[Coordinate annotation entries]
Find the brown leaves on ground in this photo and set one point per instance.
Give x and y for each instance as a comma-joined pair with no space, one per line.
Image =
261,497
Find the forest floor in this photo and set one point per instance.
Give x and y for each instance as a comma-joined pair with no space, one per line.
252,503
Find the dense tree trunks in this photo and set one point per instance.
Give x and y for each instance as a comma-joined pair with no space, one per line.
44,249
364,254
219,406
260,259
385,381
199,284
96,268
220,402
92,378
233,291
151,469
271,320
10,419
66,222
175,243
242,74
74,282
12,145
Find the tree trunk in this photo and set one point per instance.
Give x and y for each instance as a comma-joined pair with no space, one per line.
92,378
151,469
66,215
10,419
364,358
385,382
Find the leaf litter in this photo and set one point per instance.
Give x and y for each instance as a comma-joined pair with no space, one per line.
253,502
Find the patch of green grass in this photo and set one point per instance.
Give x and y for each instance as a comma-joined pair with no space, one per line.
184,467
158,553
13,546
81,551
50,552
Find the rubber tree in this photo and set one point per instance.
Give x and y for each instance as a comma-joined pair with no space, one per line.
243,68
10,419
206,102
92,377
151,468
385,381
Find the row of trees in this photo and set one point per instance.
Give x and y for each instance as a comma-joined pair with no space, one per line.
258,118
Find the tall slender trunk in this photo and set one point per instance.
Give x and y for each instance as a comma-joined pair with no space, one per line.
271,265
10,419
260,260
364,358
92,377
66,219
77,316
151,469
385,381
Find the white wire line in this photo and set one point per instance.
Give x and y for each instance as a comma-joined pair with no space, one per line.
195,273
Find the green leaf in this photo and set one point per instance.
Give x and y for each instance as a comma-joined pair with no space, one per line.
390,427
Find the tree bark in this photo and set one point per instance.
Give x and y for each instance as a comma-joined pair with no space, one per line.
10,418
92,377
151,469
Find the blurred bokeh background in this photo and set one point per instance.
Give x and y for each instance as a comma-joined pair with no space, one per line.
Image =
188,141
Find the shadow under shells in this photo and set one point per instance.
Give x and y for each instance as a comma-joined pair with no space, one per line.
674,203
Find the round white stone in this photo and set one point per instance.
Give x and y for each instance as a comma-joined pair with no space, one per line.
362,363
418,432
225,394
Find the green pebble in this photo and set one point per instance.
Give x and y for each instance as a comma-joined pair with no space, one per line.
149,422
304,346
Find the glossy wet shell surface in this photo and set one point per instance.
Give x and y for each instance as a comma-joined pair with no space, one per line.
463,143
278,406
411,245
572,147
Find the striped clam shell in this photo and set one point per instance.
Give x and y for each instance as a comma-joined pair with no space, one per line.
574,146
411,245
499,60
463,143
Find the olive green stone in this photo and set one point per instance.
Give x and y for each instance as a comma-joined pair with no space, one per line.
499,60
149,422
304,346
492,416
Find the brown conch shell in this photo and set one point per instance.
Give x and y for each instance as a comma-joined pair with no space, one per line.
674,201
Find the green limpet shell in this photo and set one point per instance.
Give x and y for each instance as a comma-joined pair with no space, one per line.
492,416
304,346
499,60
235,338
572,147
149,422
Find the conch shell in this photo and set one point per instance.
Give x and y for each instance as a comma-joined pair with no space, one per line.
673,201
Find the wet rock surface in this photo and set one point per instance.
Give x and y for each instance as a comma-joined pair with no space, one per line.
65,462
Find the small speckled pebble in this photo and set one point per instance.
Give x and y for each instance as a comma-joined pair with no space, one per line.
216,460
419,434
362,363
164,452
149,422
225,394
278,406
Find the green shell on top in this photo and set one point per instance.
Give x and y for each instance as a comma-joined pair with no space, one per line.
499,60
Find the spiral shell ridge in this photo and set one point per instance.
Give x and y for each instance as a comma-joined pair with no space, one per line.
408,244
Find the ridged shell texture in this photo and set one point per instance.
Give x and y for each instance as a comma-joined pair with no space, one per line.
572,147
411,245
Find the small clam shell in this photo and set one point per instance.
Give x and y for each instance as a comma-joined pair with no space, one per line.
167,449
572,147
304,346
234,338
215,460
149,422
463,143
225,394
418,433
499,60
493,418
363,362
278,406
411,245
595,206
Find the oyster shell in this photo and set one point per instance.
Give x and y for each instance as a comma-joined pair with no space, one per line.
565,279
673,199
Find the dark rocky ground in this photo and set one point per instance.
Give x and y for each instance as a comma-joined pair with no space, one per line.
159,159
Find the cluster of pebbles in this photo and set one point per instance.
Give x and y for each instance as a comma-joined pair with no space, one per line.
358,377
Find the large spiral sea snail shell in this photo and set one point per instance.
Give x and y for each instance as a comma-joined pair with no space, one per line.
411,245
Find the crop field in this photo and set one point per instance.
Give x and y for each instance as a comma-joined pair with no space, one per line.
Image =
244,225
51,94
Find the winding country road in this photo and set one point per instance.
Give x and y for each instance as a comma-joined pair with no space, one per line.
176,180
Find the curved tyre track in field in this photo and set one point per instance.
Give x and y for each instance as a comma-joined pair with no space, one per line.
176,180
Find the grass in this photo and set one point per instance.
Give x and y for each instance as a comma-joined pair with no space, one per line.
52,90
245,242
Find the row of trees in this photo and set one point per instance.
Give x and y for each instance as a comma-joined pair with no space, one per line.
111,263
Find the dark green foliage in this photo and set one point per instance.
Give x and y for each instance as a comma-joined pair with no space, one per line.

**Given problem:**
Write out the full listing, keeping every line exactly as it is.

**Exercise response:**
Find the brown leaves on ground in this photo and set one point per instance.
Give x and y for each instance as a comma-joined pair with no space, one per line.
Image =
261,497
Find the forest floor in this photo and set one point per instance.
Give x and y for each instance as a comma-joined pair with no space, one per line.
252,503
Find the dense tree trunks in this photo and set one point per instance.
Give x and y for each instance as a comma-joined pair with no space, one per line.
44,249
364,254
219,406
260,259
385,381
199,284
96,268
220,402
92,378
233,291
151,469
271,320
10,419
66,222
175,243
242,74
74,282
12,145
Find the tree trunk in this photo and set one point per instance.
Give x and y for each instance as a comma-joined pair with no space, one per line.
92,378
151,469
66,215
10,419
364,358
385,382
Find the leaf litter in this photo and set one point per instance.
Give x and y for each instance as a comma-joined pair with no space, one per line.
253,502
Find the patch of green grass in this photo and set one point per instance.
Give x and y for each instance as a comma-joined pair with no space, one per line.
184,467
158,553
13,546
81,551
50,552
Find the rubber tree in this photo and set one point per instance.
Give x and y for each instance as a comma-joined pair with no space, one per line.
243,68
10,419
206,102
92,377
151,468
385,381
Find the row of trees in this photo and set one point per instance.
Give x and y for each instance as a comma-joined pair with no space, one per line.
258,118
Find the tall slender trunk in this photo and set one point per instance.
Give x and y for each instance as a comma-joined pair with no space, one per line.
271,265
10,419
260,260
364,358
92,377
66,219
77,316
151,469
385,381
Find the white wire line in this photo and set one point per instance.
Give x and y for each instance as a comma-joined pair with no space, one per line.
195,273
Find the green leaf in this photo and set one point per instance.
Give x and y for each instance as a comma-joined pair with no space, one per line.
390,427
Find the tree bark in this photo and set one point per instance.
Give x and y for each instance as a comma-joined pair with no space, one per line.
10,418
92,377
151,469
Find the blurred bokeh background in this photo and set one point per instance.
Give x and y for each instance as a comma-joined pair with no space, one per line.
Image =
188,141
Find the shadow under shells in this photo and set one point per instance.
Give x and y for each instance as a comma-joined pair with no space, one per line.
674,203
Find the round white stone in this photo and set one point per instance.
Give x and y for each instance as a comma-joined pair with no space, one per line.
362,363
418,432
225,394
Find the green pebble in this photo and set one point per instance.
Give x and y for each instance as a comma-joined pair with no space, one per line.
149,422
304,346
Find the glossy wet shell surface in this photo and set one point per instance.
Give x and y for each instance as a comma-joined pair with no space, one per line.
463,143
278,406
411,245
572,147
Find the striped clam shell in this photo and set one point per instance.
Give x and y for each instance as a comma-joined pair with no space, one per line.
574,146
411,245
499,60
463,143
Find the olive green stone in this photo and set one point per instance.
Give x and y for each instance as a comma-joined pair with no space, one per line.
499,60
149,422
304,346
492,416
Find the brown conch shell in this photo and set one point per instance.
Give x and y for each instance as a comma-joined pair with no space, one per line.
674,201
Find the green limpet shell in this photo and set one point per instance.
Give x and y for each instance as a comma-joined pair with no space, one per line.
492,416
304,346
499,60
235,338
572,147
149,422
Find the conch shell in this photo and set one point per instance.
Give x and y for each instance as a comma-joined pair with no space, one per line.
673,201
Find the wet rock surface in this photo and set one point per instance.
Give x and y for each instance as a comma-joined pair with no space, one per line.
65,462
Find the small speckled pebble in this photo and set one point per instance.
Give x and y for each instance as a comma-joined pair with no space, one per line.
216,460
419,434
362,363
164,452
149,422
225,394
278,406
Find the green shell on top in this photo and set one point per instance.
Give x and y for each instance as a comma-joined pair with no space, one per line.
499,60
Find the spiral shell ridge in this photo and set one point per instance.
Give x and y for each instance as a comma-joined pair with no space, one per line.
408,244
Find the ridged shell texture in this photo and set one point per instance.
Give x and y for each instance as a comma-joined pair with no space, one per line.
572,147
411,245
Find the small clam shell in this photo and set one point per instance.
Give x and y for each instance as a comma-joined pair with no space, one per line.
167,449
572,147
304,346
234,338
215,460
149,422
463,143
225,394
418,433
499,60
493,418
363,362
278,406
411,245
595,206
Find the oyster shell in this photo and set one point per instance.
Give x and y for each instance as a comma-joined pair with no space, one per line.
565,279
673,199
Find the dark rocky ground in this photo and set one point per instance.
Give x and y for each instance as a comma-joined pair with no space, one per line.
159,159
Find the cluster of pebbles in this photo and set one point per instance.
Give x and y for each instance as a comma-joined pair with no space, one per line.
358,377
Find the large spiral sea snail shell in this photo and set one point per instance.
Give x and y for each instance as a comma-joined pair with no space, one per line.
411,245
Find the crop field in this photo and set one point per instance.
Give x and y for each instance as a comma-joined pair with no space, one per line.
Image =
244,225
51,94
Find the winding country road in this photo and set one point per instance.
Give x and y for each instance as a comma-joined pair with no space, one per line.
176,180
Find the curved tyre track in field in this photo and set one point per instance.
Give x and y for each instance as a comma-joined pair with no space, one per line.
176,180
Find the grass in this photo and set one point per instance.
Give x and y for each instance as a comma-joined pair with no space, one per line.
52,90
245,242
Find the row of trees in this photo and set one point per instance.
Give x and y for each instance as a comma-joined pair with no space, one per line.
111,263
Find the dark green foliage in this photo and set one point per instance.
Give x and y for each instance as a comma-joined pair with no space, one per line.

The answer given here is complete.